Kaynak Belge -
((

Türkiye geçtiğimiz hafta çok önemli bir referandum yaşadı. Yönetim biçimini parlamenter sistemden partili cumhurbaşkanlığı hükümeti olarak değiştirmeyi hedefleyen radikal anayasa değişikliği uzun yıllar konuşulacak şaibeli bir referandumun ardından %51.41’lik bir destekle kabul edilmiş sayıldı.
Türkiye demokrasisi şimdi çok zorda diyecektim ki, zorda olmadığı zamanların olmadığı aklıma düştü. Tek partili dönemde mi demokrasi vardı? Yoksa darbelerle kesilen çok partili dönemde mi?
Yine de demokrasisizliğin farklı dönemlerde taşıdığı farklı özellikleri tanımlamakta yarar vardır. Bu, nasıl bir demokrasisizlik sorunu ile karşı karşıya olduğumuzu anlamak için elzemdir.
Örneğin, Türkiye tek partili dönemde (1923-1950) “halksız” elitlerin yönetimi altındaydı. Onların demokrasi değil “medeniyet sorunu” vardı ve toplumu kafalarına göre “medenileştirmek için” halkı yok sayıyorlardı. Bu yüzden tercihleri halkın siyasete katılımı değil “Muasır Medeniyet” adına şekillendirmesi oldu. Çünkü halk “bilmiyordu”, “reşit” değildi ve vasiye ihtiyacı vardı.
Böylesi bir anlayışın hükmettiği bir ortamda demosun (halkın) hükmünden, yani demokrasiden elbette söz edilemezdi.
Çok partili döneme geçerken “yeter söz milletindir” diyen yeni siyasi elitler “milli iradeye” gönderme yaparak halksız elitlerin kurduğu düzende geniş toplum kesimlerinin desteğini alarak kendilerine yer açtılar.
Fakat yukarıdaki vesayet rejimi ile aşağıdaki geniş halk tabakalarının arasında sıkışıp kaldılar. Bazen “milli irade” dediler bazen de değişmez “Atatürk ilkelerinden” söz ettiler. Düşe kalka vaziyeti idare ettiler, ancak bıçak-ağzında hükümet edebildiler ve günü geldi asıldılar, hapse atıldılar.
AKP’nin iktidara gelmesinden sonra (2003), daha doğrusu iktidar koltuğunu sağlamlaştırmasından sonra (2007), Türkiye yepyeni bir olgu ile karşı karşıya geldi. Halkın iradesi “milli irade” olarak fetişleştirildi ve halk kavramına dışlayıcı bir “yerelliğe” ve dinsellikten mülhem “milliliğe” dayalı yeni bir içerik kazandırıldı.
Bu anlayışta halk, yurttaşların tümünü kapsayan siyasal bir kavram (demos) değil, etnik-dinsel-kültürel bir kümeyle, belli kodlarda yaşam-biçimini sürdürenlerle sınırlı bir kavramdır.

))

Sağlanan Veriler -

((

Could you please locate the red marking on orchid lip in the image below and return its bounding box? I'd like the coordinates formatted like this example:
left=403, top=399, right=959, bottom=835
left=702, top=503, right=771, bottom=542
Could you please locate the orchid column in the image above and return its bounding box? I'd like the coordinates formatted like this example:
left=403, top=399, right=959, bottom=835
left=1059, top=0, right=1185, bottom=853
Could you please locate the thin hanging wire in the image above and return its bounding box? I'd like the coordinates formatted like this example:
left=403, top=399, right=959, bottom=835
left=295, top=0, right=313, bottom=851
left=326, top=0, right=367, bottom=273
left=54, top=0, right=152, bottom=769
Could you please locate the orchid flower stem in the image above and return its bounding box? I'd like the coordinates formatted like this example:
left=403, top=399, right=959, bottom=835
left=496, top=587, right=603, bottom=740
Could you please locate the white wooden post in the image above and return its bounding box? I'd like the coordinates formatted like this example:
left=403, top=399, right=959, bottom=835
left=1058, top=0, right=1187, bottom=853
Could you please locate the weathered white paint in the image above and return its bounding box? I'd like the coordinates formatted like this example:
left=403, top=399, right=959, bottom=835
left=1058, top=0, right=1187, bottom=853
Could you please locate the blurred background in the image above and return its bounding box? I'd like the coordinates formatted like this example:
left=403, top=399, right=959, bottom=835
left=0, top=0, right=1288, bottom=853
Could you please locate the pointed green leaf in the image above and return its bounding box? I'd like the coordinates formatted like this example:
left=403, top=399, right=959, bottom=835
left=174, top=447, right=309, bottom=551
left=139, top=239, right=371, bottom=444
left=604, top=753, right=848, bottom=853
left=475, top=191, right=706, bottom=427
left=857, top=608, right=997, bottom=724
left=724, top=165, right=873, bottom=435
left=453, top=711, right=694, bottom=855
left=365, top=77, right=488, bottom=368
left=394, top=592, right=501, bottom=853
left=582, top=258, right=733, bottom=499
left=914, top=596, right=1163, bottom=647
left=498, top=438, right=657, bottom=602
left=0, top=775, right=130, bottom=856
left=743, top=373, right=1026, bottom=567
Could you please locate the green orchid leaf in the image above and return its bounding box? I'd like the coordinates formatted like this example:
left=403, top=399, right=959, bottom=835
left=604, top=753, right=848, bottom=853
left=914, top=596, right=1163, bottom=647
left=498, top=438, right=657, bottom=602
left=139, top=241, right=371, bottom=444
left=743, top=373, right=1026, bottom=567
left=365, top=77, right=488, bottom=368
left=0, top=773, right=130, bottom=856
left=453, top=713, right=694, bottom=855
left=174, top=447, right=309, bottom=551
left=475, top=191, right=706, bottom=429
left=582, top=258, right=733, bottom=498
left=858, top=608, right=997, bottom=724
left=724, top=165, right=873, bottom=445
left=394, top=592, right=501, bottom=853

))

Amaç - Referandum ve Türkiye demokrasisi üzerine yazıdan, "Türkiye demokrasisi şimdi" sözlerini içeren ifadeyle açılıp "partili dönemde mi?" ile kapanan bölümü hiçbir değişiklik yapmadan çıkarın.

Görev Çıktısı -
Türkiye demokrasisi şimdi çok zorda diyecektim ki, zorda olmadığı zamanların olmadığı aklıma düştü. Tek partili dönemde mi demokrasi vardı? Yoksa darbelerle kesilen çok partili dönemde mi?